**Fragmento seleccionado**.
XI Domingo del Tiempo Ordinario, Ciclo C.
San Lucas 7, 36-8, 3:
Contriccion de los pecados

Autor: Padre Francisco Fernández Carvajal

Con permiso de: Ediciones Palabra y del autor   

 

 

 

       La contrición hace que nos olvidemos de nosotros mismos y nos acerquemos de nuevo al Señor. Nuestras caídas no deben desalentarnos.

             — No podemos desconocer nuestras faltas. Evitar las excusas.

             — Humildad para arrepentirnos. Confesión. Sinceridad.

I. Leemos en el Evangelio de la Misa1 que Jesús fue invitado a comer por un fariseo llamado Simón. No se nombra el lugar, pero el hecho debió de ocurrir en Galilea, quizá en Cafarnaún.

Simón no muestra un especial amor a Cristo, ya que ni siquiera tiene con Él esos detalles de deferencia habituales entre los judíos cuando se recibía a un huésped de importancia: el ósculo de bienvenida, el agua perfumada para lavarse, el ungüento...

Cuando estaban a la mesa, entra una mujer y va directamente a Cristo. Era una mujer pecadora, que había en la ciudad. Ya debía de conocer al Señor, y probablemente se había sentido impresionada en alguna otra ocasión por sus palabras o por un gesto de su misericordia. Hoy se ha decidido a un encuentro personal con Él. Y se desborda en muestras de arrepentimiento y contrición: llevó un vaso de alabastro con perfume, se puso detrás a sus pies llorando y comenzó a bañarlos con sus lágrimas, los enjugaba con sus cabellos, los besaba y los ungía con el perfume. Lo que pasa en su interior se sabe por las palabras posteriores del Señor: Amó mucho. Muestra que profesa a Jesús una veneración sin límites. Se ha olvidado de los demás y de sí; solo le importa Cristo.

**Qué se pide**.
Copia literalmente el pasaje del fragmento sobre la contrición que empieza con «I. Leemos en» y sigue hasta «lavarse, el ungüento...». Las líneas que aparecen a continuación no hacen falta para este ejercicio.

[Líneas extraídas de una colección]
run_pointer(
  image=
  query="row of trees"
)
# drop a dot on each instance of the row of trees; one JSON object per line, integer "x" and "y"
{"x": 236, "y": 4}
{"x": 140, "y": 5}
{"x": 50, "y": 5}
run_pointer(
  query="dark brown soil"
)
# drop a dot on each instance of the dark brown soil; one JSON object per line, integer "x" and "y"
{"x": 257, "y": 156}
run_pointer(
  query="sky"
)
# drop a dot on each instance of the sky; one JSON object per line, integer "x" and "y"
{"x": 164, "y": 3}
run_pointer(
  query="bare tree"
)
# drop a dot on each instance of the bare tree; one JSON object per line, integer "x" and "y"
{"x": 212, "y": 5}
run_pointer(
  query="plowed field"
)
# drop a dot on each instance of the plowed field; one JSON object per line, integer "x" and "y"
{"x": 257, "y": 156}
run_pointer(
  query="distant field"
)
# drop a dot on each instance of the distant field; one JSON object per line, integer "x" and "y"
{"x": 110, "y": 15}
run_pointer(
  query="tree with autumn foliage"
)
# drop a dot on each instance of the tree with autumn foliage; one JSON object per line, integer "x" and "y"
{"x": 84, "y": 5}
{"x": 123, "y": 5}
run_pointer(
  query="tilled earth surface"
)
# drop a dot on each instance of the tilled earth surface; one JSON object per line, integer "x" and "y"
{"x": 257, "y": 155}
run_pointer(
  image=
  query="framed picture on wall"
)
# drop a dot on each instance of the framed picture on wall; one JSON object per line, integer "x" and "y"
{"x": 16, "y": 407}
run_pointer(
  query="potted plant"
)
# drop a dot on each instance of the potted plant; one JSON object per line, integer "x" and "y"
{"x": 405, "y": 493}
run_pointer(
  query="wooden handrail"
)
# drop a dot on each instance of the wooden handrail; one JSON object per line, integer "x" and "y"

**Respuesta esperada**.
I. Leemos en el Evangelio de la Misa1 que Jesús fue invitado a comer por un fariseo llamado Simón. No se nombra el lugar, pero el hecho debió de ocurrir en Galilea, quizá en Cafarnaún.

Simón no muestra un especial amor a Cristo, ya que ni siquiera tiene con Él esos detalles de deferencia habituales entre los judíos cuando se recibía a un huésped de importancia: el ósculo de bienvenida, el agua perfumada para lavarse, el ungüento...